- Source records -
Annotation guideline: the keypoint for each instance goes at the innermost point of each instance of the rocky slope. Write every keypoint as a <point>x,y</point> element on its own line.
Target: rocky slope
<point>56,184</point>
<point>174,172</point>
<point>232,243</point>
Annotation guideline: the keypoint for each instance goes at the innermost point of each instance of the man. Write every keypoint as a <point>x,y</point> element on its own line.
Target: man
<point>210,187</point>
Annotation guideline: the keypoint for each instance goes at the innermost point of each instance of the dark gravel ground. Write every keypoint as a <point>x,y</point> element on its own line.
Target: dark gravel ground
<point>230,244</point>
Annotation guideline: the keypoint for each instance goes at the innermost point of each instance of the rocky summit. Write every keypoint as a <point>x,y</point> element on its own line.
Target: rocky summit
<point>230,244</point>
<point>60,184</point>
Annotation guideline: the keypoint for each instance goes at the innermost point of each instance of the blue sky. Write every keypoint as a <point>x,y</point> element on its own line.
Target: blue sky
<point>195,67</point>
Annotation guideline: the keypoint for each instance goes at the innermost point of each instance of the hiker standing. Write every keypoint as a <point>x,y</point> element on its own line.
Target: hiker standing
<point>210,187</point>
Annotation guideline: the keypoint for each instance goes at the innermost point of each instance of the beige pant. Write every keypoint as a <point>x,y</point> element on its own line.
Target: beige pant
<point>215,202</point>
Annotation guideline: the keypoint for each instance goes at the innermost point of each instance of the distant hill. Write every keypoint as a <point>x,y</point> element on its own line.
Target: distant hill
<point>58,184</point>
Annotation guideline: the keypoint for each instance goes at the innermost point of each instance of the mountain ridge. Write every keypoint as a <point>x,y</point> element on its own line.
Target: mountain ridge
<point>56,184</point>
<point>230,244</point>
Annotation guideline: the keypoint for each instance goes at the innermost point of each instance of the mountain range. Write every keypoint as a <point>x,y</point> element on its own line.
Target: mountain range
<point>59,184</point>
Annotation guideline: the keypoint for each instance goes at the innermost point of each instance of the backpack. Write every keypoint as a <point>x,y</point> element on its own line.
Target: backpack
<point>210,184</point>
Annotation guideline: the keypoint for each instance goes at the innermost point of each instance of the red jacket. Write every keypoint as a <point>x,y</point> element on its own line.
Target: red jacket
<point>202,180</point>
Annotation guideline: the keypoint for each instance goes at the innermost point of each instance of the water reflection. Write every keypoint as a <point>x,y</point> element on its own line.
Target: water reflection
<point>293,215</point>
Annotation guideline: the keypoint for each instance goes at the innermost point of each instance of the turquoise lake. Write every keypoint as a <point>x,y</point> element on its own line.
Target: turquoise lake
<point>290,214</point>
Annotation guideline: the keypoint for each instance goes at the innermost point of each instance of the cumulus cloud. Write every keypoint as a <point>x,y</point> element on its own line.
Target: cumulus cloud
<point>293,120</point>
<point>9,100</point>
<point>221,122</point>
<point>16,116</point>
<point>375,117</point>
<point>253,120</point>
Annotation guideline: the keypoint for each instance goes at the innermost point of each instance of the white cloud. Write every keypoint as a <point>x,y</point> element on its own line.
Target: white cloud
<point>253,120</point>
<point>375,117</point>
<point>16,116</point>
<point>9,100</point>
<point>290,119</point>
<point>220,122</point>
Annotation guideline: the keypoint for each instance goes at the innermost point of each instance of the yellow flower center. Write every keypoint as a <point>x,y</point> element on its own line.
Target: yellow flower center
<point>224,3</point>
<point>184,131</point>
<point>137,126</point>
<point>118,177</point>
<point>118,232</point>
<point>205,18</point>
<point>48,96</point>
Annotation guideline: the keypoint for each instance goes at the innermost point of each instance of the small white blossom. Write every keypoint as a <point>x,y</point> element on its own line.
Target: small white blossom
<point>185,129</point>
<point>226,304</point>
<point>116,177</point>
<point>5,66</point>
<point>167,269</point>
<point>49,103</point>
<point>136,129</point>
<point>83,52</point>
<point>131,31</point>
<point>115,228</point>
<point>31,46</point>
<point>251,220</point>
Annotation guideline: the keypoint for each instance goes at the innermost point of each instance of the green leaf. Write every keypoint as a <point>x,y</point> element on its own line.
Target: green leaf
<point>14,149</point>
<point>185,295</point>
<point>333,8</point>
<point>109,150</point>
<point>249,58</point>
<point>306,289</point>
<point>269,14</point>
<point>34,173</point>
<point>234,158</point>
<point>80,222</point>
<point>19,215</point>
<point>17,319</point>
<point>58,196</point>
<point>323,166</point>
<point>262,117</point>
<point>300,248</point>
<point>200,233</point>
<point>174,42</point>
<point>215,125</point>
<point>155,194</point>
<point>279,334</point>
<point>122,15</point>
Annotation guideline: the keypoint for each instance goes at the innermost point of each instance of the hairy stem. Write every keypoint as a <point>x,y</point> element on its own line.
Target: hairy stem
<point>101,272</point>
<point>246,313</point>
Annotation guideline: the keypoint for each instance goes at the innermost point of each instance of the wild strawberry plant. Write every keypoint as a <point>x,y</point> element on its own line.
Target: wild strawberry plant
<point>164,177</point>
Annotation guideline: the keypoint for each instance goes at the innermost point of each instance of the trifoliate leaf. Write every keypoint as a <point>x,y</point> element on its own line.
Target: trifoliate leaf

- What you are asked to do -
Scanning the listing, tally the lines with "trifoliate" in them and state the number by itself.

- Problem solution -
2